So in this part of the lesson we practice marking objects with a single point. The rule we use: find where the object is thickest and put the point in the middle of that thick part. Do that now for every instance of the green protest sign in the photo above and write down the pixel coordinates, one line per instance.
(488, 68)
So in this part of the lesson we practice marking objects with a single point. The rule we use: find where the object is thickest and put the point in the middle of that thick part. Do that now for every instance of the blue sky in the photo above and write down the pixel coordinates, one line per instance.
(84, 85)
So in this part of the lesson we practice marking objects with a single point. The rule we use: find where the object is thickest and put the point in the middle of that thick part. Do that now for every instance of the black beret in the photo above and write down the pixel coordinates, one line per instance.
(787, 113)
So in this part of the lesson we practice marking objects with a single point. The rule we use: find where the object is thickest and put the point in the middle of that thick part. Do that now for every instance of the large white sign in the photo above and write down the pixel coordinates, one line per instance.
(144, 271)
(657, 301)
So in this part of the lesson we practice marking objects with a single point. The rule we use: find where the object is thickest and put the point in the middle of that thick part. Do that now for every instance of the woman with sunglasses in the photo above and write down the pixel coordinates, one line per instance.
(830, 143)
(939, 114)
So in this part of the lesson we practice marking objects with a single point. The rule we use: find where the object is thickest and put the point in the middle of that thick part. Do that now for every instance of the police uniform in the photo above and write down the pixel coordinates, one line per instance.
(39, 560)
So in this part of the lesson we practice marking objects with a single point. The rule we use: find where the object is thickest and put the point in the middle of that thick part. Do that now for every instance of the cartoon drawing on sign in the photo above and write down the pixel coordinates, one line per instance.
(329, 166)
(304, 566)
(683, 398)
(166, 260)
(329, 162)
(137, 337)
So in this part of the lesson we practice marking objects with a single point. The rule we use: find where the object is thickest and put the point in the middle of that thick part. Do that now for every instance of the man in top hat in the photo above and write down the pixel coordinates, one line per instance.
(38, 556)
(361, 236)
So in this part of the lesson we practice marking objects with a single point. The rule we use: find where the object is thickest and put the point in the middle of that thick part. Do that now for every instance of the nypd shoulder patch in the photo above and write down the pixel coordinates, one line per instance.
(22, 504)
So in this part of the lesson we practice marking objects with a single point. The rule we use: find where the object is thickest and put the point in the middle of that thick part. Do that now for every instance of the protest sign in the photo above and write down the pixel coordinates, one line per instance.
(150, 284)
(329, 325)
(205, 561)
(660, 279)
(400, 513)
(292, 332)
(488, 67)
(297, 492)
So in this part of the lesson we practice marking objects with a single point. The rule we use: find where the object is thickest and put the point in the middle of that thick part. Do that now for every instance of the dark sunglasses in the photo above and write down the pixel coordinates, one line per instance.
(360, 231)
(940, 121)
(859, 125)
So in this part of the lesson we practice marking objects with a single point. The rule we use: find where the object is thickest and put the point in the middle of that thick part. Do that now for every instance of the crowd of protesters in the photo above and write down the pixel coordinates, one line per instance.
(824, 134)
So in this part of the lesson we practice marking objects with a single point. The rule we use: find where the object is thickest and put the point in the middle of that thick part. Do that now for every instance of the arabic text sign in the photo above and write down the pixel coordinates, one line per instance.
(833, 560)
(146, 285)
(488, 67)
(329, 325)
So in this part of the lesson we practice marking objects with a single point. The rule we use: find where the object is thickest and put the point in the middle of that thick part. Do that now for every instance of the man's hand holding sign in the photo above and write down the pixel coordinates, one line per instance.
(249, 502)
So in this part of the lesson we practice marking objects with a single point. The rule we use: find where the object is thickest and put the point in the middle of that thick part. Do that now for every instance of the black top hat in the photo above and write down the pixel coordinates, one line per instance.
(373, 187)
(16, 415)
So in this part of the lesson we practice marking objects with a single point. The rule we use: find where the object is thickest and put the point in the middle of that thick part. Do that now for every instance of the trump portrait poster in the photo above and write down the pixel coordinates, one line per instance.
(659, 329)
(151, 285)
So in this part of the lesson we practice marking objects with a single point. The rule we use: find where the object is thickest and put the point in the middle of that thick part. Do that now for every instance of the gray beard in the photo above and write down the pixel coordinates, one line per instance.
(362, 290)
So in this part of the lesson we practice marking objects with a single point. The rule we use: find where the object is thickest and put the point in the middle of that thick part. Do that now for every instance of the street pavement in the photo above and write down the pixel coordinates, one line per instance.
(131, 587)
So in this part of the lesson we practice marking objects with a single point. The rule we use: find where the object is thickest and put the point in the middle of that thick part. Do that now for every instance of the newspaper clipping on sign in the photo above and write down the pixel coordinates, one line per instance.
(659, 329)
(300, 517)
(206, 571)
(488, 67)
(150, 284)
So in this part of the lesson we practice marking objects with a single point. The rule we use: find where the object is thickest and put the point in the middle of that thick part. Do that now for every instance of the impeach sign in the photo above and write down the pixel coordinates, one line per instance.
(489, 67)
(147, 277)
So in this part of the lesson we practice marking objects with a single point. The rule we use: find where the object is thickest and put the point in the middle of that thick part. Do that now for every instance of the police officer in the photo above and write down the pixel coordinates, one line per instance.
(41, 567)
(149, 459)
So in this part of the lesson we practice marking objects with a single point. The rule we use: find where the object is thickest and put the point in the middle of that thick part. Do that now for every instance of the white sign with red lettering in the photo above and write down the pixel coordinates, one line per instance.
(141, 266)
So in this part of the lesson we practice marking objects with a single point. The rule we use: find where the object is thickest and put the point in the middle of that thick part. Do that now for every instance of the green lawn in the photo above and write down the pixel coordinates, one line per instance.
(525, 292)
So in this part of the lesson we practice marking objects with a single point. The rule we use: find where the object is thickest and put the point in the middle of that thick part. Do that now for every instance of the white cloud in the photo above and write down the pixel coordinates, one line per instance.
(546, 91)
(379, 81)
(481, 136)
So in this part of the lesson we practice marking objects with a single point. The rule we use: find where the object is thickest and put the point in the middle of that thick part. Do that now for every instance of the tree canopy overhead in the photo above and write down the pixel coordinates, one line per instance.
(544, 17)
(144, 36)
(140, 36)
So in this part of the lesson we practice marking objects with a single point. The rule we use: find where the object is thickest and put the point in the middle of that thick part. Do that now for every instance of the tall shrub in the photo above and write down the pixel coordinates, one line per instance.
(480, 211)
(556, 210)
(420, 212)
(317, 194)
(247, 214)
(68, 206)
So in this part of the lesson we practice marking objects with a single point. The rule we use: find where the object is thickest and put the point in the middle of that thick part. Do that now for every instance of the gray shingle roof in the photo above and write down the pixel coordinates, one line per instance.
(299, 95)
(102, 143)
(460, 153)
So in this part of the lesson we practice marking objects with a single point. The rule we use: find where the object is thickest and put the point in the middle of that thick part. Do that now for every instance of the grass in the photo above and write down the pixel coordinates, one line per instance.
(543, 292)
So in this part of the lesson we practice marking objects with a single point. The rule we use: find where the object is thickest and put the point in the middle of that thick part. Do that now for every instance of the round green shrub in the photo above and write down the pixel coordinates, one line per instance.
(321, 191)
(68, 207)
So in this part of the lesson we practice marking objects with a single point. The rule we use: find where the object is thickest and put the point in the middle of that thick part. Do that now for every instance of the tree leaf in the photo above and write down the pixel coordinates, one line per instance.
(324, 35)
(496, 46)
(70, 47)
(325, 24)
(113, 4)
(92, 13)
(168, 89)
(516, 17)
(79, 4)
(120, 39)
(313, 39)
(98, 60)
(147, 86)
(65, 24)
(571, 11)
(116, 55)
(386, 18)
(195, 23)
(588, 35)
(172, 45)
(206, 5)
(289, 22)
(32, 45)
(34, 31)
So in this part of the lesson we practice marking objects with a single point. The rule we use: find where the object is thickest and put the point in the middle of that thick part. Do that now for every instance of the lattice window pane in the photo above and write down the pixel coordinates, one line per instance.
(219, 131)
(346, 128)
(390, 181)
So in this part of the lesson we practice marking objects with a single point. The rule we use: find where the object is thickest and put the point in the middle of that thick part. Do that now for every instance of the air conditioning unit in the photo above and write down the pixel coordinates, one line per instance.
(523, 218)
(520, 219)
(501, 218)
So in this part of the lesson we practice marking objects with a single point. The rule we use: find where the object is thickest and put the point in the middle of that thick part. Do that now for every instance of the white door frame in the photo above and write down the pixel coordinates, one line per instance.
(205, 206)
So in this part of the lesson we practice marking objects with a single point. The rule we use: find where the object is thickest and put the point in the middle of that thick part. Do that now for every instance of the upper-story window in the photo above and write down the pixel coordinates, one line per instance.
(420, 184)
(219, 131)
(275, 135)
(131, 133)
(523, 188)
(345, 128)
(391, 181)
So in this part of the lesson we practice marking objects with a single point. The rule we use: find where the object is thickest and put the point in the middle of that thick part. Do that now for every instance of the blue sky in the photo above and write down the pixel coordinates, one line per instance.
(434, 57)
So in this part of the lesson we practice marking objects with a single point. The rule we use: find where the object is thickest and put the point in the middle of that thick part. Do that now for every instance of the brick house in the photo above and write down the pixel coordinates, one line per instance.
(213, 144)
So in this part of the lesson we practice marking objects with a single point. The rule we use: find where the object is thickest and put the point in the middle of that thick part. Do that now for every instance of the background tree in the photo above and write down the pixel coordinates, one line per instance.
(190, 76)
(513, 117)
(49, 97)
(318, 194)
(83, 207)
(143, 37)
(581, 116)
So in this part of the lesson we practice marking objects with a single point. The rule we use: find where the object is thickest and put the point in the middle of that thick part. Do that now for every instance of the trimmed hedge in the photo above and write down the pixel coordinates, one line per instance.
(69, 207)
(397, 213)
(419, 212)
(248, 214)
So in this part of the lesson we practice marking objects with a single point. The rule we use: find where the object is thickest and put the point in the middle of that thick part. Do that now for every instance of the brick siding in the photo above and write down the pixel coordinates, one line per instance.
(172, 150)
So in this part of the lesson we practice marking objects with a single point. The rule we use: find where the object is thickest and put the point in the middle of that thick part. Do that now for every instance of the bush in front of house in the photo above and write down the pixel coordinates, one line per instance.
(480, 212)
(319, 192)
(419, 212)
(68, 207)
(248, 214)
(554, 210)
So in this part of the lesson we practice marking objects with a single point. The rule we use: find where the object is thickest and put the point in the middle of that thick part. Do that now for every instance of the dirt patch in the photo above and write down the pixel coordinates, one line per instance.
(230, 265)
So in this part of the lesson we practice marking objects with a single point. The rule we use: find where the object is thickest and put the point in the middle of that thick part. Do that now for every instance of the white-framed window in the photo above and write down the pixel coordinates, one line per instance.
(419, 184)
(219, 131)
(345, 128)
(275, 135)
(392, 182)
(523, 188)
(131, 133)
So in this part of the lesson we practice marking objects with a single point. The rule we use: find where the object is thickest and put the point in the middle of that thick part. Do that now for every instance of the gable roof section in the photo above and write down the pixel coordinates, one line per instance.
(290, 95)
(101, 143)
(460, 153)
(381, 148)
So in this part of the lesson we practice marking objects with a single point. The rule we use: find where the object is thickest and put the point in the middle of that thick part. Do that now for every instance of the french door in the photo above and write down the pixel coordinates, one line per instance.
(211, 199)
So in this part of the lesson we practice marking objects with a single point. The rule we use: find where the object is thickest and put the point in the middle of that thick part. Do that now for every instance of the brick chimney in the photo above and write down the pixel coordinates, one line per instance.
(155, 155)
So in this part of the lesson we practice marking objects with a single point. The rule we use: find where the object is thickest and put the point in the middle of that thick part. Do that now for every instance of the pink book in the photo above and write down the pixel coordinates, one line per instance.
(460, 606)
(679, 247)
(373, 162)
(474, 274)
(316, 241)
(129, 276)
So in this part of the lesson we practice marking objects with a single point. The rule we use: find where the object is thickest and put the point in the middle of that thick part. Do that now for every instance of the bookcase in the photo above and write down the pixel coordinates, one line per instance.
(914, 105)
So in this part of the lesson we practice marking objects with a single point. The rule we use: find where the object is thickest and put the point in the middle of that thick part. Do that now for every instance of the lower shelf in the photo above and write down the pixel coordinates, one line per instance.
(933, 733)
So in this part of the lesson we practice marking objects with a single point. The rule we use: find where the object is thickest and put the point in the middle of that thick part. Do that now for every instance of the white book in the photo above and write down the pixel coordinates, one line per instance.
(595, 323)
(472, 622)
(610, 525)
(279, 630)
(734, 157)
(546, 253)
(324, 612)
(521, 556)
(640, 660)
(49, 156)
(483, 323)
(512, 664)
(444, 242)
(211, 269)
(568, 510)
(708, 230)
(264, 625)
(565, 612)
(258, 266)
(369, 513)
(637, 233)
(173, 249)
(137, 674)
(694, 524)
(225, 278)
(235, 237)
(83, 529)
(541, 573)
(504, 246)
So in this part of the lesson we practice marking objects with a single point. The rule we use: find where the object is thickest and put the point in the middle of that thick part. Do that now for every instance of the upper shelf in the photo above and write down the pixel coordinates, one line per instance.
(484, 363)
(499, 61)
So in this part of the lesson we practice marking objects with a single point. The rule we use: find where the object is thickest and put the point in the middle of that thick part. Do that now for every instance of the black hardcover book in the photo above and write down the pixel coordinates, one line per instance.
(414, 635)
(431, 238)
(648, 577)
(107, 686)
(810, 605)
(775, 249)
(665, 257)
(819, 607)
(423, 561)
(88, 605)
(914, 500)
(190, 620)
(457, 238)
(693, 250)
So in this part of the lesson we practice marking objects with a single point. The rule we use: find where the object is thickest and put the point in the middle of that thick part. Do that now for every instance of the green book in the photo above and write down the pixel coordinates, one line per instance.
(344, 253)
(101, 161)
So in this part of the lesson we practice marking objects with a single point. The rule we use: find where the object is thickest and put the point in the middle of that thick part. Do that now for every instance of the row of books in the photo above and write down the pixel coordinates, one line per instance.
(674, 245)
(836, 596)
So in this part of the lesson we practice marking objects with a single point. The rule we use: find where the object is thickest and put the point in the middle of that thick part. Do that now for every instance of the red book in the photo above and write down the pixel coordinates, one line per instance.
-=-=-=-=-
Activity — Your output should be an exact copy of the lines from the one containing "row of books" through the last line of the data above.

Problem solution —
So in this part of the lesson we practice marking objects with a single point. The rule we use: find where the object is thickest and put the point in the middle of that thick part. Do that now for every instance of the row of books in the photo above and write down the pixel coordinates, one line per instance.
(674, 245)
(836, 596)
So in this part of the lesson we practice marking objects with a single point. The rule we use: find where the object is thickest and put the point in the middle of that thick part. Do that now for every instance of the red book in the photo above and write down the pixel coordinates, one line per instance.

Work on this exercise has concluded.